[Natural language region descriptions]

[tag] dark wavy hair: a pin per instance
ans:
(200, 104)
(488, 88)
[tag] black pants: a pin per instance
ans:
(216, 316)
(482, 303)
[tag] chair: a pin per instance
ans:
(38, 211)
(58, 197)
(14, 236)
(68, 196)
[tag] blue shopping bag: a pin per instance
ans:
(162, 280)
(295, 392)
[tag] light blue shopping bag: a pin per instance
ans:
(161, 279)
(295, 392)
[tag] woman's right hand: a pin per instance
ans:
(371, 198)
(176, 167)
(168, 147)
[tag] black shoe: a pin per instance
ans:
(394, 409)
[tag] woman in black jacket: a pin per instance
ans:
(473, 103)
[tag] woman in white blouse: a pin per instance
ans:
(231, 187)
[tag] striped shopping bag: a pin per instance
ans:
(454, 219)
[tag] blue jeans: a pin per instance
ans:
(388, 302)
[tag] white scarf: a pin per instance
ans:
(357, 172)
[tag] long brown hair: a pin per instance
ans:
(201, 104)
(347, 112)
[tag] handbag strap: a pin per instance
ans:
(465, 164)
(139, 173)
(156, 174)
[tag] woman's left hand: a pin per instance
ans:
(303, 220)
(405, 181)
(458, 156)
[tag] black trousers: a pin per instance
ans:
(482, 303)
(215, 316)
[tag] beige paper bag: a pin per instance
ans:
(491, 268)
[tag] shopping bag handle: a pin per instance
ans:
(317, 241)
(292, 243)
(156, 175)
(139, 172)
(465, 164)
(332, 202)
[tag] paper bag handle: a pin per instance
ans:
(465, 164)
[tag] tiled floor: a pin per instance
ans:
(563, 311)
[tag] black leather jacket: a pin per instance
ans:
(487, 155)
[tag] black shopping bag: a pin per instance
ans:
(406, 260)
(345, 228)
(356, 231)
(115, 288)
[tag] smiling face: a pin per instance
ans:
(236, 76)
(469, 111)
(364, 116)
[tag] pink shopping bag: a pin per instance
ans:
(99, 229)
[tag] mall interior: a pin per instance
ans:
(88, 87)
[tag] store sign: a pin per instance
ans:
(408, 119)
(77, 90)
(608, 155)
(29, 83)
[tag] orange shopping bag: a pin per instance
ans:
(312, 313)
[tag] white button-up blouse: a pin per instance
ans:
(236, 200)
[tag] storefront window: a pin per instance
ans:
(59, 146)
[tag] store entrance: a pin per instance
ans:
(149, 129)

§ WHAT THE TASK ASKS
Each record should be returned precisely as written.

§ WRITTEN RESPONSE
[tag] dark wavy hair: a pin per instance
ans:
(200, 104)
(488, 88)
[tag] black pants: a pin per instance
ans:
(216, 316)
(482, 303)
[tag] chair: a pin per instance
ans:
(38, 211)
(58, 197)
(14, 236)
(68, 196)
[tag] blue shopping bag: a pin per instance
ans:
(162, 280)
(295, 392)
[tag] light blue shopping bag: a pin per instance
ans:
(161, 279)
(295, 392)
[tag] woman's right hand: a pin per instance
ans:
(371, 198)
(176, 167)
(168, 147)
[tag] black shoe: a pin per instance
ans:
(394, 409)
[tag] woman in black jacket: a pin per instance
ans:
(473, 103)
[tag] woman in white blouse: a pin per instance
ans:
(231, 187)
[tag] striped shopping bag: a pin per instance
ans:
(454, 219)
[tag] blue jeans: a pin per instance
ans:
(388, 302)
[tag] white scarf: a pin per instance
ans:
(357, 172)
[tag] long brown hair: a pin per instance
ans:
(201, 104)
(347, 112)
[tag] handbag strap: a pin per instance
ans:
(465, 164)
(139, 173)
(156, 174)
[tag] woman's left hand: a pin per instance
ans:
(303, 220)
(405, 181)
(458, 156)
[tag] black trousers: a pin per instance
ans:
(482, 303)
(215, 316)
[tag] beige paper bag: a pin per instance
ans:
(491, 268)
[tag] shopping bag handle: a pin per instance
ans:
(317, 241)
(292, 243)
(156, 175)
(139, 172)
(465, 164)
(332, 202)
[tag] paper bag handle: a pin per instance
ans:
(465, 164)
[tag] tiled floor: a pin per instance
ans:
(563, 311)
[tag] black leather jacket: a pin per instance
ans:
(487, 155)
[tag] black shopping bag: a pin per instance
ans:
(406, 260)
(345, 228)
(356, 231)
(115, 288)
[tag] smiling face: a pin per instance
ans:
(236, 76)
(469, 111)
(364, 116)
[tag] pink shopping bag: a pin per instance
ans:
(99, 229)
[tag] mall interior: a pin per instance
ans:
(88, 87)
[tag] store sign: a pin per instance
ans:
(408, 119)
(77, 90)
(608, 155)
(29, 83)
[tag] orange shopping bag: a pin per instance
ans:
(312, 313)
[tag] white button-up blouse: a pin per instance
ans:
(236, 200)
[tag] storefront window: a pin per instance
ans:
(59, 146)
[tag] store entrance: a pin per instance
ans:
(149, 129)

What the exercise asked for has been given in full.